§ **TEXT**
####################

Hacker News new | ask | show | jobs
by oli5679 624 days ago
Gp1-o1 preview solves this puzzle correctly in 13 seconds and has a thorough logical deduction in the comments and explanation.

I think it’s a bit unfair on llm to ask it to retrieve the puzzle definition from its training data. I posted the info on the puzzle from his notebook.

https://chatgpt.com/share/670103ae-1c18-8011-8068-dd21793727...

3 comments

The question is if it solved the puzzle correctly before Norvig's article appeared. It could have been trained (I am told that existing models can be modified and augmented in any Llama discussion) on the article or on HN comments.

There could even be an added routine that special cases trick questions and high profile criticisms.

While this is technically possible, it is not remotely practical and the downside risk of pushing out a borked model is much higher than the upside.

####################

§ **TASK OBJECTIVE**
Extend the Hacker News thread about an LLM solving Norvig's puzzle, starting after its last comment. The rows after this thread are separate material and have nothing to do with it.

(Stored records)
####################

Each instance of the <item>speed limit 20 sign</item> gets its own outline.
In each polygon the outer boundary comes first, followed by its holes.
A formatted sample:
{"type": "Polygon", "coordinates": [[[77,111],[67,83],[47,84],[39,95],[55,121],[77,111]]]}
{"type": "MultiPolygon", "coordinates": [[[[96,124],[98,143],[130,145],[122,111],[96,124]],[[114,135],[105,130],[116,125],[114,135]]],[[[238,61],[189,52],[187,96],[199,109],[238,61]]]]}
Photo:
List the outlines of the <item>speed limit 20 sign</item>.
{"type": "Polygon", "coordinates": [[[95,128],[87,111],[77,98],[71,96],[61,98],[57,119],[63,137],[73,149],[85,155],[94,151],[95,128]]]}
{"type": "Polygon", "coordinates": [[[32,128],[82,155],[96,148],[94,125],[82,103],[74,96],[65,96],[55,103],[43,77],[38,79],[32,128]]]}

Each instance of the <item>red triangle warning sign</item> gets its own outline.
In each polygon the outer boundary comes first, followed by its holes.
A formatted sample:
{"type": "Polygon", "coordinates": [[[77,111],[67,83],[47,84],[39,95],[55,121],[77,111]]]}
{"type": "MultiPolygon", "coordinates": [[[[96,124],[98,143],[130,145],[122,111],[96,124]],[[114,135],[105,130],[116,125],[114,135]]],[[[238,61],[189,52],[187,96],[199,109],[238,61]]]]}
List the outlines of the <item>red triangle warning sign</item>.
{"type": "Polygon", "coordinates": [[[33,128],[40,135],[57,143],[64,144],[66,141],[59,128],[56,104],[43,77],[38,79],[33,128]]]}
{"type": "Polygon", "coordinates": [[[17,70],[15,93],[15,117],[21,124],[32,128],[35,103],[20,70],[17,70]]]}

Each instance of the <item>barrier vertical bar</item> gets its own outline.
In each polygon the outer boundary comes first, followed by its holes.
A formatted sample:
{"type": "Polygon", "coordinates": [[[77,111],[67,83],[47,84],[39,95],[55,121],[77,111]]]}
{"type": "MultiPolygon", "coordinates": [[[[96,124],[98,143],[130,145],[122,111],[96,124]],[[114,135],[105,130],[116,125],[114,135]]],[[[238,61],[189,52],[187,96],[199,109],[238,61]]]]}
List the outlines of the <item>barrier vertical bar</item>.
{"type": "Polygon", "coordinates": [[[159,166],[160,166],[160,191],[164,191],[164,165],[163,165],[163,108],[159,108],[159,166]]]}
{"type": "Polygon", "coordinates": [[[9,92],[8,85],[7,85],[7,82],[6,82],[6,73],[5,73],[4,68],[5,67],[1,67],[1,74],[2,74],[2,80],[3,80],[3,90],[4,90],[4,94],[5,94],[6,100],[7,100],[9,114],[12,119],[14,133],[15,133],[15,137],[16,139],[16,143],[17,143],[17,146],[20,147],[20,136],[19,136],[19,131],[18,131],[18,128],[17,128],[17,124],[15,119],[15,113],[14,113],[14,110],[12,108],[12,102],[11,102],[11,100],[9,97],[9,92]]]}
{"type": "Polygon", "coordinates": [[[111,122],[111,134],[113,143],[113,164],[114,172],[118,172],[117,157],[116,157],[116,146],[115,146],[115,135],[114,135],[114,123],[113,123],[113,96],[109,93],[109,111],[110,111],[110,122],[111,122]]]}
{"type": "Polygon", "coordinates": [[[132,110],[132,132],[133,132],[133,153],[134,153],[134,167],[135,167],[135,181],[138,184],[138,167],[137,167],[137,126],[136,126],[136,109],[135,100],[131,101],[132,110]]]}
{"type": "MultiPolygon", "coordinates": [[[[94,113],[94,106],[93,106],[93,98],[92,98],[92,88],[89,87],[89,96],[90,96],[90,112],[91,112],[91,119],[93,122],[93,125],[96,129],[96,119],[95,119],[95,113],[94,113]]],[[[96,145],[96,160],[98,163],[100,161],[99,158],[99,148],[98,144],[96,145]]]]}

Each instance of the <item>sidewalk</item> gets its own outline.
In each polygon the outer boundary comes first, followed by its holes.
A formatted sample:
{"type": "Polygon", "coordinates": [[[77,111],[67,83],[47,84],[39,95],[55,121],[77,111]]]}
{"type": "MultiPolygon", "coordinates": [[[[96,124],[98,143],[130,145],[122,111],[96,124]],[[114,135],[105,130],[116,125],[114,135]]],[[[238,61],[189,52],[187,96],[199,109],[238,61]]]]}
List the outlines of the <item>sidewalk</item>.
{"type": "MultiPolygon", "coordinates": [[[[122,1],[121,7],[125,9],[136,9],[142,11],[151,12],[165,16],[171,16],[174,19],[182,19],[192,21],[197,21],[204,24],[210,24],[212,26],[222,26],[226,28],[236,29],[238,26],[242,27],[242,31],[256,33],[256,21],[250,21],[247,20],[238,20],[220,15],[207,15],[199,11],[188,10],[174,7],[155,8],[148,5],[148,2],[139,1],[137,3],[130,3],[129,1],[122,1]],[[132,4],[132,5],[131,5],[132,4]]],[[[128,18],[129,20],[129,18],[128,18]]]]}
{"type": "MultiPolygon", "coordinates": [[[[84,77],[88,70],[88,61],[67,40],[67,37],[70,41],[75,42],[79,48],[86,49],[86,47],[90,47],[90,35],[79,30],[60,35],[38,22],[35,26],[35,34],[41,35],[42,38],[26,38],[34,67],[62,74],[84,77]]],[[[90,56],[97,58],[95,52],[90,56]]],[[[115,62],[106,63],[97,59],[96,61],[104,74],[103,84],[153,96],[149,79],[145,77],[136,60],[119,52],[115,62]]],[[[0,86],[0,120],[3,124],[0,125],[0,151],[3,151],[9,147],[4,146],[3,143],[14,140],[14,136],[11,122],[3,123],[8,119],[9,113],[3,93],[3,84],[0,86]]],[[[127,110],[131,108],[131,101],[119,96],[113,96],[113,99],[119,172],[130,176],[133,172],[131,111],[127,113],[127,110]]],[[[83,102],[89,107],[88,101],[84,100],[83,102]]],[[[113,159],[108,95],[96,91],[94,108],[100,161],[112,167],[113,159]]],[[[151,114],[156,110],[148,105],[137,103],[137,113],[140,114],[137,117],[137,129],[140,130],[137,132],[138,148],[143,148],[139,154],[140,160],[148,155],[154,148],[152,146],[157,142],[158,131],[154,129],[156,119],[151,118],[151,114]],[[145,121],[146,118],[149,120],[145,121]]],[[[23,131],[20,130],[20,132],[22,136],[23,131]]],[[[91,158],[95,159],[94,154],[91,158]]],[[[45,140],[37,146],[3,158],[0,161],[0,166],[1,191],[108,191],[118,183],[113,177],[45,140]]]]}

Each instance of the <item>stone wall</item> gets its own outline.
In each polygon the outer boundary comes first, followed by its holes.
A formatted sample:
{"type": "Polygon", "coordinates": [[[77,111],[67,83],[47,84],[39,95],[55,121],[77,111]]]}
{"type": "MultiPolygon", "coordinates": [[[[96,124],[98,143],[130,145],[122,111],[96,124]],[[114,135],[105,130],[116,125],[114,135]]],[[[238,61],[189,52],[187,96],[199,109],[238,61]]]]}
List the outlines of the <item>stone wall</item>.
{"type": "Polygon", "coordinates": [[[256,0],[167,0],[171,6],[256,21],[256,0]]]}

####################

§ **OUTPUT**
Training the model is expensive (obviously), but even if you are only training it slightly, running evaluations to determine whether the particular training checkpoint is at or above the quality bar is expensive, too.

> The question is if it solved the puzzle correctly before Norvig's article appeared. It could have been trained...

This caught me by surprise — is there a suggestion or evidence that despite the "knowledge cutoff" OpenAI is continuously retraining GPT-4o's chat-backing model(s) on day over day updates to the web?

Sure,

I guess the best way to test this is to compose a new question, of a similar format.

I am not sure "of a similar format" suffices here, it should not have any resemblance or similarity to this new question or riddle.
The question is to get it to write generic code
Disappointing that Norvig didn’t use the model that OpenAI states is their best model for programming.

Also using himself as the programmer seemed like a convenient choice. I’d much rather see him grab a random professional programmer for the task.

gpt-o1 was released Sept. 12th and Norvig ran his tests Sept 25th... I don't understand how Norvig didn't think to test gpt-o1, it actually irritates me lol
Not everybody follows GPT releases so closely. I work implementing software using LLMs and this is the first I've heard of this.